Begin Input material

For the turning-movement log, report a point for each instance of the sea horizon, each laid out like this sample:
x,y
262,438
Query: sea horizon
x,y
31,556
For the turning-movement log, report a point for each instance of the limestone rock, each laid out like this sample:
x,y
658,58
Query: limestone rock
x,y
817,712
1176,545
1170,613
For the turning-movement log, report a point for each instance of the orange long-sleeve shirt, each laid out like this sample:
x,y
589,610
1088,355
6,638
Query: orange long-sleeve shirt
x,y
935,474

End Input material
Begin Input material

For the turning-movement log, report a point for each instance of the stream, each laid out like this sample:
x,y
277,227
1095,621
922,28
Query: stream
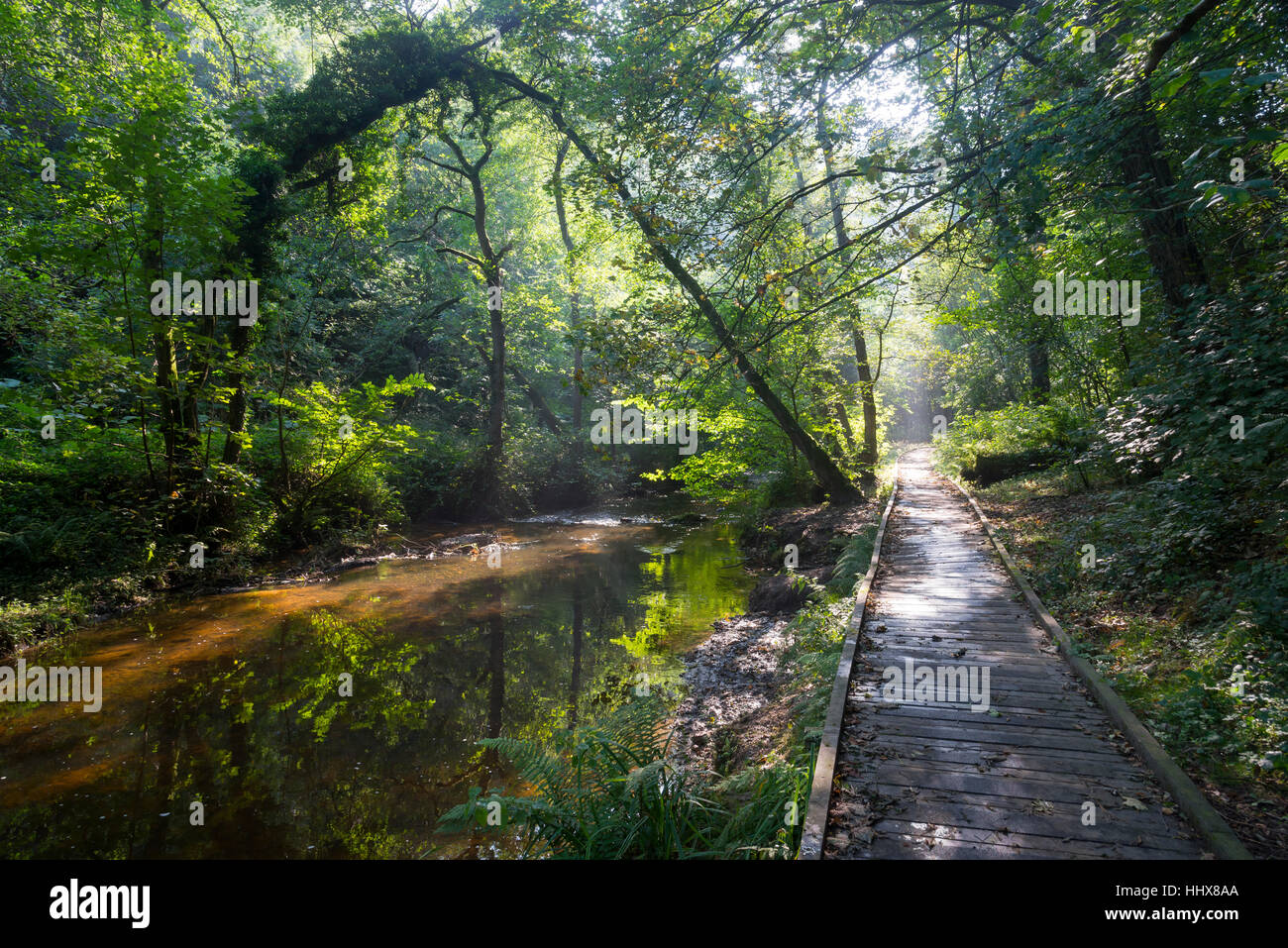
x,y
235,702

End Input material

#### What is asked
Collect each line of the records that contains the string "turning". Case counts.

#### Task result
For the turning-movement log, report a point for each instance of the sea horizon, each laid out like this sample:
For the turning-movement log, report a point for each instance of the limestone rock, each laid out like this sample:
For the turning-movement log, report a point for each instance of the orange long-sleeve shirt, each laid out like this sample:
For the turning-movement log, report a point for each instance of the stream, each laid out like this sample:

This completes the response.